> WHAT IS EXPECTED
Below are records; quote them exactly from the first line through the line that contains "Expected: for every instance of the bird in".
──────── RECORDED INFORMATION
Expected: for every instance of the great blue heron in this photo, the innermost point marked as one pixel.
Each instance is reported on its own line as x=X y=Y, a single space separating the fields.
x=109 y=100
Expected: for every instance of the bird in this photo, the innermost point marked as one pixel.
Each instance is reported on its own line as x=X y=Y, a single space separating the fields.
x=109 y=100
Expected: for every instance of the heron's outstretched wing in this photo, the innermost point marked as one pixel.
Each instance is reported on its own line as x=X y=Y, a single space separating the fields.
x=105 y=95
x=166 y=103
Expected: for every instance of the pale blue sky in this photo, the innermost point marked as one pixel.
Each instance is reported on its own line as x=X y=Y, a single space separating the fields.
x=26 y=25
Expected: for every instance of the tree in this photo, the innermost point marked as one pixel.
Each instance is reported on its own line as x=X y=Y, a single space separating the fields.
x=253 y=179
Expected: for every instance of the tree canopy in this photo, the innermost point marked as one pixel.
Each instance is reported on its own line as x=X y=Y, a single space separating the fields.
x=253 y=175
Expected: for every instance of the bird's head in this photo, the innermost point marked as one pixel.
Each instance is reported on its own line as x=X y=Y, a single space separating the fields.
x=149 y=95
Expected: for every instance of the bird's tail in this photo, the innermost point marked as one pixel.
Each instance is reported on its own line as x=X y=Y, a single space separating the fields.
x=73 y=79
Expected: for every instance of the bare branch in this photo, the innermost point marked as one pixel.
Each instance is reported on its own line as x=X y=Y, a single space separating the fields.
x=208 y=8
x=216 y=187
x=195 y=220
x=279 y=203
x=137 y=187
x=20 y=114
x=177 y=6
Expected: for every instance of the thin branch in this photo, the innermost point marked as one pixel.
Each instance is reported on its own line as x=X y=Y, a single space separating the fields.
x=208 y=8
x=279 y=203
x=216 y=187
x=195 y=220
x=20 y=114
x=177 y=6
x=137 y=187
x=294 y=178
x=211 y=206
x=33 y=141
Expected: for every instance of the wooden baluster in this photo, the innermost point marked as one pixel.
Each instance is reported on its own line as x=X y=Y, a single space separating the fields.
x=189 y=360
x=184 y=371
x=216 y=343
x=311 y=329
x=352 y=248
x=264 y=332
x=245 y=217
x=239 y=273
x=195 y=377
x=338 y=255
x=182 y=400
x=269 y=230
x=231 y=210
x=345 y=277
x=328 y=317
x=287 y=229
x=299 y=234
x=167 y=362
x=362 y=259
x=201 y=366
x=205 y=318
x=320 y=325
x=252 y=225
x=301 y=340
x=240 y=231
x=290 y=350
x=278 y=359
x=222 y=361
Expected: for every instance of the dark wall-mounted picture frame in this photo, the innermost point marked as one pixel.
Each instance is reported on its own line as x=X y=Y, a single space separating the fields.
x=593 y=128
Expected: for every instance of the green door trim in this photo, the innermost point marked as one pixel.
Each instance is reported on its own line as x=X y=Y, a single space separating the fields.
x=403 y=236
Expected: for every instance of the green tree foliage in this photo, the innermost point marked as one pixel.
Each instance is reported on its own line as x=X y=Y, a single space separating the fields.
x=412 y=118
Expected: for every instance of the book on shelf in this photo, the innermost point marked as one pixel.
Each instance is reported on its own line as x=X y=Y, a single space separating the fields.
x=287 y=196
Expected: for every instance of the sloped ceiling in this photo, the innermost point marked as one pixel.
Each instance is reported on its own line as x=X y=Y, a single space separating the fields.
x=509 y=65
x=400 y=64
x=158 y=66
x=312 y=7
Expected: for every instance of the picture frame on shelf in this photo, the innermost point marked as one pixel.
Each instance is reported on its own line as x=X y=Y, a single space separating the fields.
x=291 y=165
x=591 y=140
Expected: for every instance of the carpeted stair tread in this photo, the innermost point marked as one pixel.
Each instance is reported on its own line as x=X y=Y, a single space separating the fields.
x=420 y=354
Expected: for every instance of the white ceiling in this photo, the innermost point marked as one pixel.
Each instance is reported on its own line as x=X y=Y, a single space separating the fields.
────────────────
> RESPONSE BELOW
Expected: for every instance of the great blue heron in this photo, the innermost point marked as one pixel.
Each instance is reported on its own line as x=X y=Y, a single space separating the fields.
x=109 y=100
Expected: for every instance of the bird in this photo, the innermost point marked as one pixel.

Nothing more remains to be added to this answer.